begin
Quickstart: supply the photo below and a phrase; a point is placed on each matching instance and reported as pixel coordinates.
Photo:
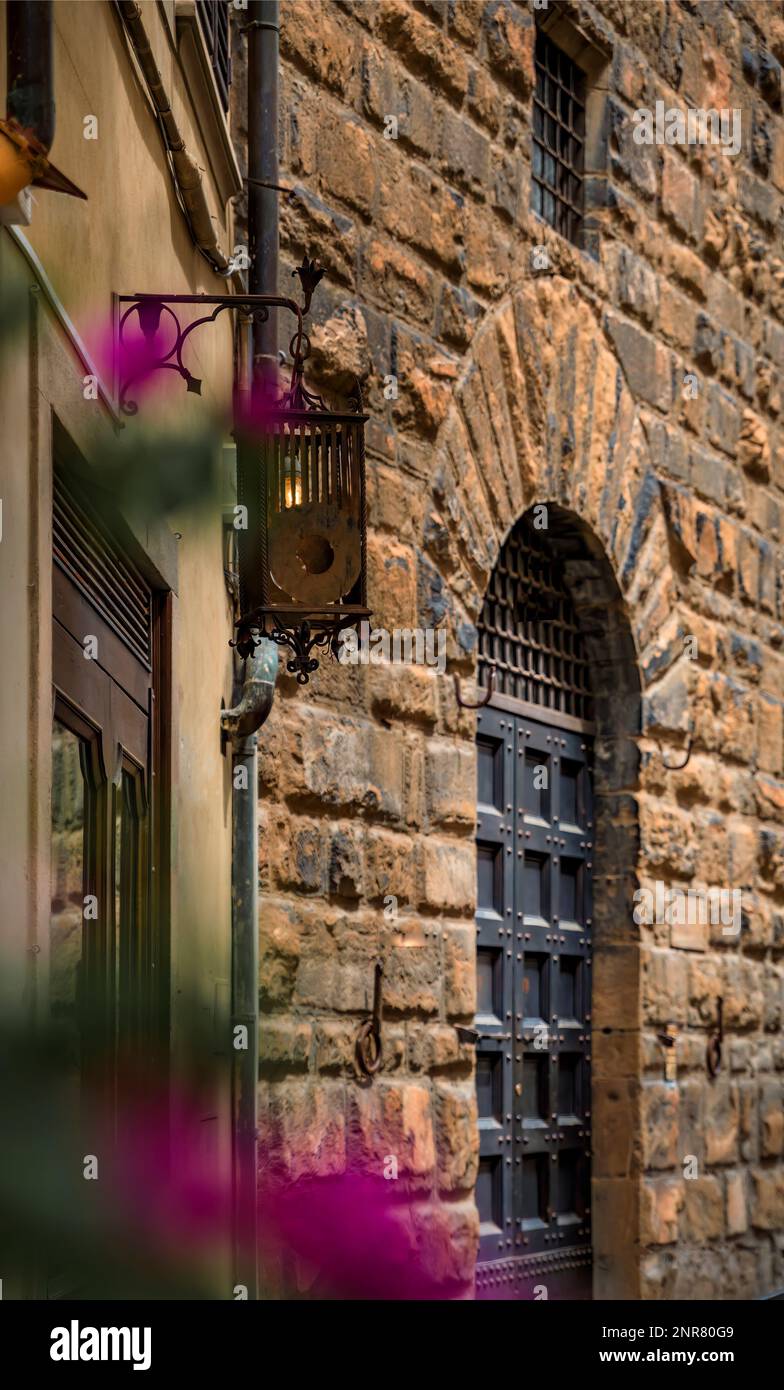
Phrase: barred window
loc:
(559, 138)
(213, 18)
(528, 631)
end
▶ Problem description
Swap "barred window" for "arched window" throughout the items above, change nothing else, and write them out again without the pictures.

▶ Result
Quickstart: supply the photo below and a phrase; a point is placed on each matching instance and reported as pixel coordinates.
Photo:
Phrase: arched window
loc:
(559, 138)
(213, 18)
(528, 631)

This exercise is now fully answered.